_ARBEITSAUFTRAG_
Führen Sie alle Stellen im Text über den Rückzug von Norbert Walter-Borjans auf, die in Anführungszeichen stehen. Berücksichtigen Sie dabei auch die Überschrift.

_VORLIEGENDER TEXT_
^^^^

NoWaBo tritt ab: »Es ist ein gutes Gefühl, dass uns das alles gelungen ist.«
Am 30. Oktober 2021 um kurz nach 9 Uhr geht eine E-Mail an alle 420.000 Mitglieder der SPD raus. Bereits einen Tag zuvor rumorte es in der Presse. Norbert Walter-Borjans wird beim Parteitag am 10. Dezember 2021 nicht mehr als SPD-Parteivorsitzender antreten.
Der amtierende Parteivorsitzende begründet seine für viele überraschende Entscheidung dadurch, dass er mit seiner Kandidatur die Partei einerseits einen und andererseits zu einem Wahlsieg führen wollte, nie aber damit nie weitere Karriereoption verbunden hätte. Alles was er uns seine Co-Vorsitzende Saskia Esken erreichen wollten, wäre erreicht worden: „Jetzt sollen Jüngere ran“, schreibt er in seiner E-Mail.
In seiner Mitglieder-Mail lobt er weiter den „grandiosen Erfolg“ der Sozialdemokratie und die Chance zum dritten Mal in der Geschichte der Bundesrepublik den Kanzler stellen zu können. Er erinnert noch mal an die 22 Regionalkonferenzen und das Mitgliedervotum, in dem er zusammen mit Saskia Esken nicht unumstritten zu neuen Vorsitzende gewählt wurden.

^^^^

_BEREITGESTELLTE DATEN_

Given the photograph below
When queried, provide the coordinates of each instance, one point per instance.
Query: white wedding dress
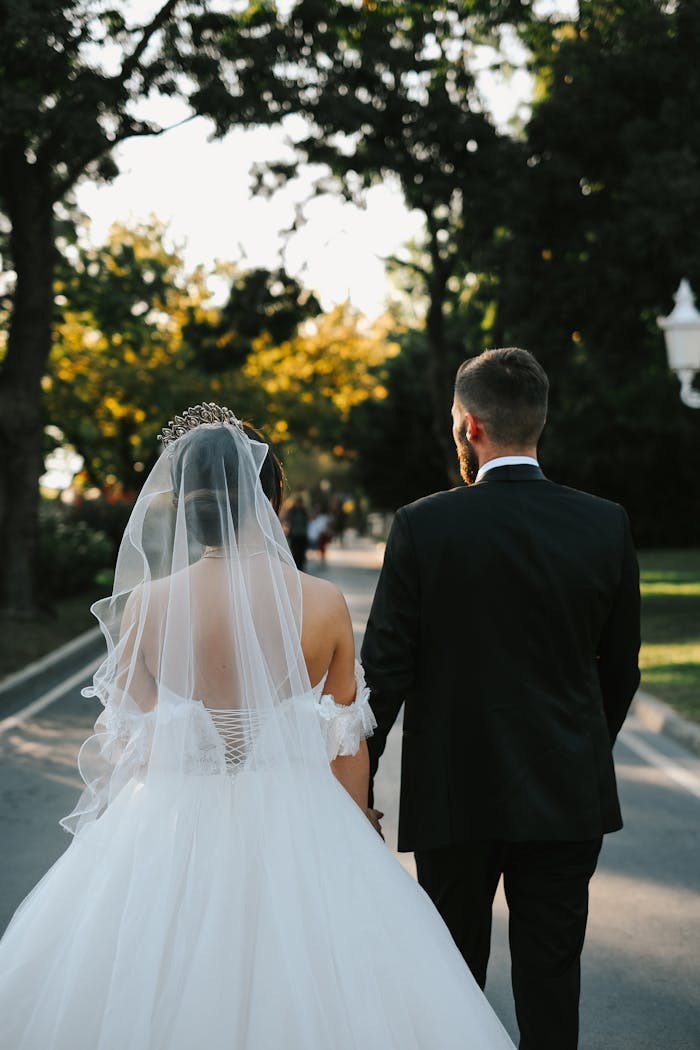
(223, 890)
(181, 920)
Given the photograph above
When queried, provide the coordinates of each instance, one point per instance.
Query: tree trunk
(441, 382)
(32, 245)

^^^^

_LÖSUNG_
- „Es ist ein gutes Gefühl, dass uns das alles gelungen ist.“
- „Jetzt sollen Jüngere ran“
- „grandiosen Erfolg“